▸ Aim of the exercise
The answer must be every line of the records in which the string "polygon" appears.

▸ Collected data
★ ★ ★ ★ ★ ★ ★

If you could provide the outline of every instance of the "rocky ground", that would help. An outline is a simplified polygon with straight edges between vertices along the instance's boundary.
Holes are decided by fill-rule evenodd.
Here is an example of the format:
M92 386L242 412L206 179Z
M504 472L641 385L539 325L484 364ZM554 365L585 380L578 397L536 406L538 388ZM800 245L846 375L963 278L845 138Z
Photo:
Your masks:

★ ★ ★ ★ ★ ★ ★

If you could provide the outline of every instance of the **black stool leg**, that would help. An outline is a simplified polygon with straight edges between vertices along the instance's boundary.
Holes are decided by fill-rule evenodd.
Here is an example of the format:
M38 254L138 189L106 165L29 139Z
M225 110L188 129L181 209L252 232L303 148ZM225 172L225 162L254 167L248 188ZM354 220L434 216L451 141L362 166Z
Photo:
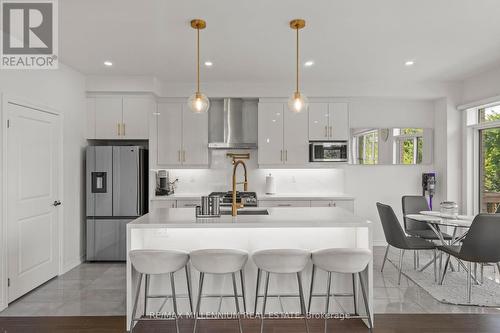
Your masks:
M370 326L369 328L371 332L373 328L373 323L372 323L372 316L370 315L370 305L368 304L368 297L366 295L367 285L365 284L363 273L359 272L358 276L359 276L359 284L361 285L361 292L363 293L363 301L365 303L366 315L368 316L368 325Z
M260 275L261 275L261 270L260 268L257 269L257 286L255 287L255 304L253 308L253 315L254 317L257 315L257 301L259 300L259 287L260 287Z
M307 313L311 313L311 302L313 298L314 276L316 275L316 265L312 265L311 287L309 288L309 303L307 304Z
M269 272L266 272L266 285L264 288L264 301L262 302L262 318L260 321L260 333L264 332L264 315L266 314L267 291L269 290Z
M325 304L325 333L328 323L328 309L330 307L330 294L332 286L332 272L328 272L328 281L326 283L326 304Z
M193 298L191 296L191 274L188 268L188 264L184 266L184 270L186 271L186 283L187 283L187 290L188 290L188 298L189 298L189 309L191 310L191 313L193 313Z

★ ★ ★ ★ ★ ★ ★

▸ Answer box
If you could provide the outline of every instance of the "rocky ground", that would help. An outline is a simplified polygon with straight edges between vertices along the instance's boundary.
If you could provide the outline of every instance of the **black stool leg**, that would help. An outline is a simplified polygon with straight edges between vertices along the instance's boundary.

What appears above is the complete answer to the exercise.